Please count the lines of the items below that contain the word "vehicle", and give only that number.
>> BEGIN Extracted material
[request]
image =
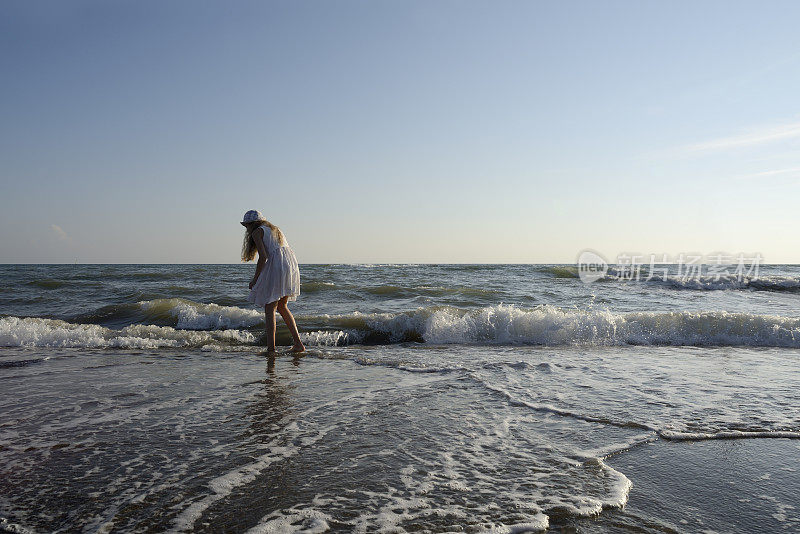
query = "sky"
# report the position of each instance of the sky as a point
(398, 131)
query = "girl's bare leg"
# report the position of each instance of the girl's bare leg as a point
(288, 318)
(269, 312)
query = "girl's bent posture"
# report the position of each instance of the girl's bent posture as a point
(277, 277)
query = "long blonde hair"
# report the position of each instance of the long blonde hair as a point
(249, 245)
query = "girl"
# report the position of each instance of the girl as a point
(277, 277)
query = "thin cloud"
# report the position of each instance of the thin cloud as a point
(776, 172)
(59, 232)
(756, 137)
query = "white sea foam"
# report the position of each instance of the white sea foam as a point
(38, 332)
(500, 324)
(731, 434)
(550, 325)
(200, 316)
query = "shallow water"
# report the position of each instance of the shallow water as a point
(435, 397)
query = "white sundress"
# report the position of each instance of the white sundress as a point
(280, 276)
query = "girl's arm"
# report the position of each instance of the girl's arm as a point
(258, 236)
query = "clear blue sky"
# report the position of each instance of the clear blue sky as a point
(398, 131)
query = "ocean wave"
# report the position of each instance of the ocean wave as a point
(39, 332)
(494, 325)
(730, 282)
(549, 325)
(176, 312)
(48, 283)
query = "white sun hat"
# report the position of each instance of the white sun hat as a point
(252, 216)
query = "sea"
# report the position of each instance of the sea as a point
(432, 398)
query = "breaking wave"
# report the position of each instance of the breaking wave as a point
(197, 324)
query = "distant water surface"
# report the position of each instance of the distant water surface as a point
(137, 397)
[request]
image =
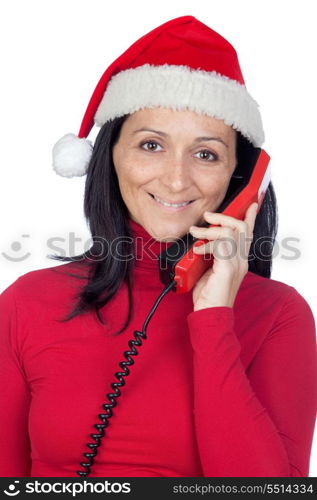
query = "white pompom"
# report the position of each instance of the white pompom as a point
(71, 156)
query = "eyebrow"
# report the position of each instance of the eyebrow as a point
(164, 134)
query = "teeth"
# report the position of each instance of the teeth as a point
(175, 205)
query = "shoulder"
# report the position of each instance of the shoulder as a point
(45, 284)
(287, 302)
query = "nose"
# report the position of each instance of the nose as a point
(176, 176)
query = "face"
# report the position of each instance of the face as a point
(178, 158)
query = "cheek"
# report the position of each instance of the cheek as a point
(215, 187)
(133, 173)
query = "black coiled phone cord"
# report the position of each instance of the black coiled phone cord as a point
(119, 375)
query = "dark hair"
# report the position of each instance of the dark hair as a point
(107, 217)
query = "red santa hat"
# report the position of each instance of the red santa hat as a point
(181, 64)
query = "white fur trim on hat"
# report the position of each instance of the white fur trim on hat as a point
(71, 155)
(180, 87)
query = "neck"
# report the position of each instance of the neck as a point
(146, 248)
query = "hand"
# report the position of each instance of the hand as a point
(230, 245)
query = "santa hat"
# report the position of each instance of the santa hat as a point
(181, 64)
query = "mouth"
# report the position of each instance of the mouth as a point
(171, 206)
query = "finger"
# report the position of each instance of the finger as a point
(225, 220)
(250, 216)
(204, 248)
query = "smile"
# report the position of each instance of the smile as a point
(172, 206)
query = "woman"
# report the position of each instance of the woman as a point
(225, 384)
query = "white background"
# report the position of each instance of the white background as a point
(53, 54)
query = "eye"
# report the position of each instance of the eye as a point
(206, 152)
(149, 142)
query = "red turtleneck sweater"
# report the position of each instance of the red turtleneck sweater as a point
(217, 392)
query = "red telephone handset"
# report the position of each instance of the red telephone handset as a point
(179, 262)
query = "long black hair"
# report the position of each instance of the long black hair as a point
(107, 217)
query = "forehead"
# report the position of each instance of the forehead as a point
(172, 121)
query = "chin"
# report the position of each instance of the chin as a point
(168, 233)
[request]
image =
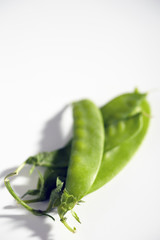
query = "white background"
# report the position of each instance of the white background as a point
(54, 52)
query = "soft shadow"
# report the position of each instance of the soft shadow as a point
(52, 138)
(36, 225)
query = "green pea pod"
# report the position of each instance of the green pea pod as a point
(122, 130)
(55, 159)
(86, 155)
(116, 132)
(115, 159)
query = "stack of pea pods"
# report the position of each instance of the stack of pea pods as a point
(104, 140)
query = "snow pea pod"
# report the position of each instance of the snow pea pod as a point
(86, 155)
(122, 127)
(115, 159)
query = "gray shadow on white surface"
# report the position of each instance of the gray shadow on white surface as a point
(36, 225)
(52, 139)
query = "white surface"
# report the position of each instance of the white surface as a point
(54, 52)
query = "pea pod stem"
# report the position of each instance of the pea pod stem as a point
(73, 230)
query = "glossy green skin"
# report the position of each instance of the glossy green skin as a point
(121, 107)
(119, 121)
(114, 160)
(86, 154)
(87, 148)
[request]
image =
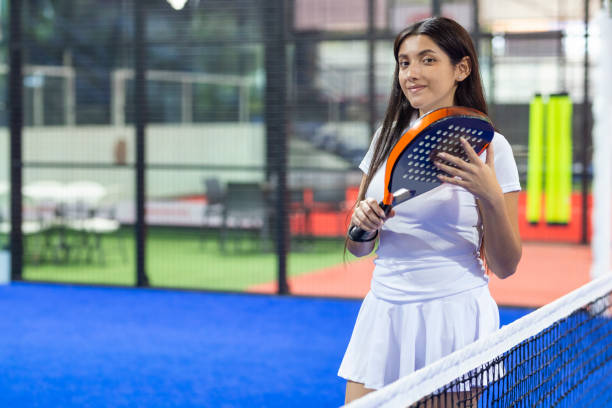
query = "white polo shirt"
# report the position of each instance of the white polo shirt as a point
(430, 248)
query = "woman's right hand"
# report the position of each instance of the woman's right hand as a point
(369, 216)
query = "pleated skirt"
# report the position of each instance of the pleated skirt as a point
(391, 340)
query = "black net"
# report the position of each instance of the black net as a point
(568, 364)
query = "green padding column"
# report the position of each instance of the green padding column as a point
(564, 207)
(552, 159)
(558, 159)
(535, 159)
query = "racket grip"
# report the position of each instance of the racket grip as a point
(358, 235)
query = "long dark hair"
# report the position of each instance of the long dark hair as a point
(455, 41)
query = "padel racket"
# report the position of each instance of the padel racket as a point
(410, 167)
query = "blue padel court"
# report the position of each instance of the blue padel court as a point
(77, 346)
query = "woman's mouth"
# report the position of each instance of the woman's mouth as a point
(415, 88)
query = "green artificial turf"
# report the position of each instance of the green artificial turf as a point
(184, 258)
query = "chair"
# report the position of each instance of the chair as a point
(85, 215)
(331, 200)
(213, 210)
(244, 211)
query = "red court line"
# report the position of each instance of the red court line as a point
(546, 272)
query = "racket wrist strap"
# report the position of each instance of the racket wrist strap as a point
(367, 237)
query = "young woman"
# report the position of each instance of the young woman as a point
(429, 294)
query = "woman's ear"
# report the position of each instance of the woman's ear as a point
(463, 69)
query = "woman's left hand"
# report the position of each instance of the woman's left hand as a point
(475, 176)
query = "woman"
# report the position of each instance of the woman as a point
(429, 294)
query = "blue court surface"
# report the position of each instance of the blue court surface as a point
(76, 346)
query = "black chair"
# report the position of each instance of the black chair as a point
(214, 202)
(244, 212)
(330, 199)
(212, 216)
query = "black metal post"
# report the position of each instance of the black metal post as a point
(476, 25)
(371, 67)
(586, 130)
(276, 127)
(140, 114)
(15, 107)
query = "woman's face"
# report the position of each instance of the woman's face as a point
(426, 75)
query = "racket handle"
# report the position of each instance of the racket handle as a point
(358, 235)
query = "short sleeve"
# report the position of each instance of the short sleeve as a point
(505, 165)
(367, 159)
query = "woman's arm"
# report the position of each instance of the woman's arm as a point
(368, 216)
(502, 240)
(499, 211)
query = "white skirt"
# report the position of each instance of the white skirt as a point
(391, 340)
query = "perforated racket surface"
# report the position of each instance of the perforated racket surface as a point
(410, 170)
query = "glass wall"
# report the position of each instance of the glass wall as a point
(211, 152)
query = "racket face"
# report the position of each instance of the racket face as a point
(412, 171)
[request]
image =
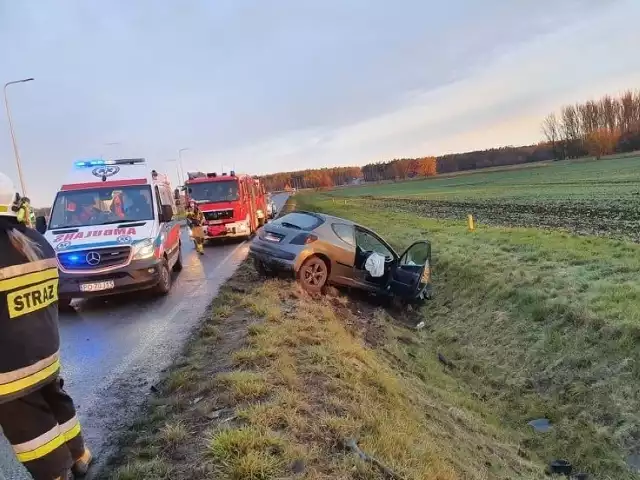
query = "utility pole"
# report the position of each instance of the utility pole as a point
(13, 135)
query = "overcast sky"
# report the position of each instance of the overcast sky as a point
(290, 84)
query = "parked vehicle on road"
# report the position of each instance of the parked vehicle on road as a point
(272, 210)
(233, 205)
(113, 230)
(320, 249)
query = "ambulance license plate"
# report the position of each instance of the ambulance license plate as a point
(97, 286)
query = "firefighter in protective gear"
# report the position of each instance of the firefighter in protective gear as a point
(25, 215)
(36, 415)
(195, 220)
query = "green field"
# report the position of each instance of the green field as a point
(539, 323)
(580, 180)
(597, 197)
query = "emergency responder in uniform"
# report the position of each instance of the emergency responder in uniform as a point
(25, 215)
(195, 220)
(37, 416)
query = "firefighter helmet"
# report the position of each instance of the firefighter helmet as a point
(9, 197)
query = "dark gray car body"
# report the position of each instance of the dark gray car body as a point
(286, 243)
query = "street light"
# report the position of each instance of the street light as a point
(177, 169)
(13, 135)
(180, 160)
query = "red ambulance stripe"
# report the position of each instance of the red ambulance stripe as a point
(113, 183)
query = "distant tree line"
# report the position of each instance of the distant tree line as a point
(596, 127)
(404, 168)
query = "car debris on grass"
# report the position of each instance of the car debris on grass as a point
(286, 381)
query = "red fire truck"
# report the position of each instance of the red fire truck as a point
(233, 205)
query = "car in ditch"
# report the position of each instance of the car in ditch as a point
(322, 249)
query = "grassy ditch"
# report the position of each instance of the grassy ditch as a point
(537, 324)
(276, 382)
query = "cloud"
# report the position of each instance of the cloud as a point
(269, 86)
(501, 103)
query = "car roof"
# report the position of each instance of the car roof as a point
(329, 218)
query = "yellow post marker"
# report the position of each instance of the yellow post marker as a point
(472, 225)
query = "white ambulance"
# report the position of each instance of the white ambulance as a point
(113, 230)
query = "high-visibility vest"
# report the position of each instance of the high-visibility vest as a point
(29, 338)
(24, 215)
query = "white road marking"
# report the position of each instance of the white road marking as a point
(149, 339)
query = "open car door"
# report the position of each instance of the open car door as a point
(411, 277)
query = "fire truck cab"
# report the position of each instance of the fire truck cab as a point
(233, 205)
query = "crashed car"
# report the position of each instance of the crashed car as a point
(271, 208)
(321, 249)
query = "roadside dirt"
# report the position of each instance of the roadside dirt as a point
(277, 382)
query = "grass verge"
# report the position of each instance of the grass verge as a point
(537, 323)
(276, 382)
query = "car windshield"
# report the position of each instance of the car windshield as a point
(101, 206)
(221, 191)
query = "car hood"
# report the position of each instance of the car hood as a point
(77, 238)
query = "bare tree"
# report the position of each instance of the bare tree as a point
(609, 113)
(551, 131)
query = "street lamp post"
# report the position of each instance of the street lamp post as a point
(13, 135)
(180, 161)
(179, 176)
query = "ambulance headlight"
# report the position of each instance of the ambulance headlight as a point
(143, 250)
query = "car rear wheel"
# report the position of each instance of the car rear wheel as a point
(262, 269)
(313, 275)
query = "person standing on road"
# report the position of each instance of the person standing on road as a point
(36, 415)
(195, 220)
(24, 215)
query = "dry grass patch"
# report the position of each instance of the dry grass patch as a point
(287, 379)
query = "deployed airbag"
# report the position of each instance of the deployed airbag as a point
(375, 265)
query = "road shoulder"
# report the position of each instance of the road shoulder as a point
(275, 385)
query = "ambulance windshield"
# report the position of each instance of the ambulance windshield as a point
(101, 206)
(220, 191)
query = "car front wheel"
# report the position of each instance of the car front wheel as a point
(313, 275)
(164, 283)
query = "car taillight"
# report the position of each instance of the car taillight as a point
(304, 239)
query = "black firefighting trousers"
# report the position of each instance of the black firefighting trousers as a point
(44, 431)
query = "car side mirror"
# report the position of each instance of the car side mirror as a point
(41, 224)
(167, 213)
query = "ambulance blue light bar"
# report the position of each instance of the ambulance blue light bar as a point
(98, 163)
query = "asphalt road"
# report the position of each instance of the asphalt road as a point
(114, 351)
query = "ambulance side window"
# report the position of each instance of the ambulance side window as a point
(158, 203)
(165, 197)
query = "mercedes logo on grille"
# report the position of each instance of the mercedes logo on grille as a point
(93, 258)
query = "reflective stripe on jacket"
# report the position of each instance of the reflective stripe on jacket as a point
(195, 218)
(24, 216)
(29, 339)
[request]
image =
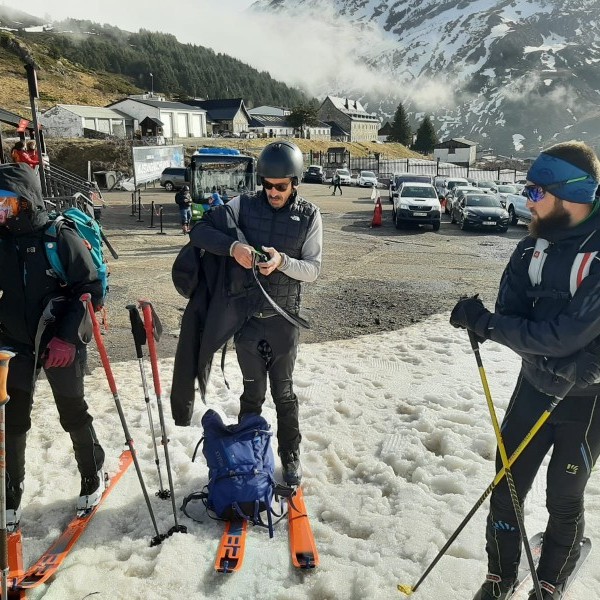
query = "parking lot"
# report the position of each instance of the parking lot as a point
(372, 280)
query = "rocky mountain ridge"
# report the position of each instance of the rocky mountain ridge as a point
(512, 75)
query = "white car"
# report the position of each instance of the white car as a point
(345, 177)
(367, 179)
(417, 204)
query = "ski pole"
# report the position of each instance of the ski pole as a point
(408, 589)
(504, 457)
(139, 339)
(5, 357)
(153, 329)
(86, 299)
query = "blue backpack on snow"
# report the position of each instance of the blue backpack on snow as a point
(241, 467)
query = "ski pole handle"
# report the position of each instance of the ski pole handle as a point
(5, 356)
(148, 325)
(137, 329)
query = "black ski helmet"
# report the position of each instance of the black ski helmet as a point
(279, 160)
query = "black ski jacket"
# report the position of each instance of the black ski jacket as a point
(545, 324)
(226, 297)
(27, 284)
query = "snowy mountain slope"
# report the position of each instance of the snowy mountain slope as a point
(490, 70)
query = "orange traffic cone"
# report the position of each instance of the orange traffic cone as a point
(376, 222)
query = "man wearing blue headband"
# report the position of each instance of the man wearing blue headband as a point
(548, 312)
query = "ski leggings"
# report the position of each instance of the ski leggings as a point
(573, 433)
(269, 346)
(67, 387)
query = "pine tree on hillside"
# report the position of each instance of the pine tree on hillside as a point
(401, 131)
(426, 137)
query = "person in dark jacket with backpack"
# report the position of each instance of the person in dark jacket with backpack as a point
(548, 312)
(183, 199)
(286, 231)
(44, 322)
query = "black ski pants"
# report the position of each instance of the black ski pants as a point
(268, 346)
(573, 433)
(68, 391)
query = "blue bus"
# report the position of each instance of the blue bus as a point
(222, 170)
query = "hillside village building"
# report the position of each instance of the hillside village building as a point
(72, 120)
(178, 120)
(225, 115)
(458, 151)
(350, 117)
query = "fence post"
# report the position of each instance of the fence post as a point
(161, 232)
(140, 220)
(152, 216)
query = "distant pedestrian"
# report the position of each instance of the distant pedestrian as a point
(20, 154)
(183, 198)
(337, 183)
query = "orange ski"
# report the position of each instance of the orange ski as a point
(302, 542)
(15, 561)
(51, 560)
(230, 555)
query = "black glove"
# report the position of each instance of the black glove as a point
>> END Extracted material
Response to the exercise: 2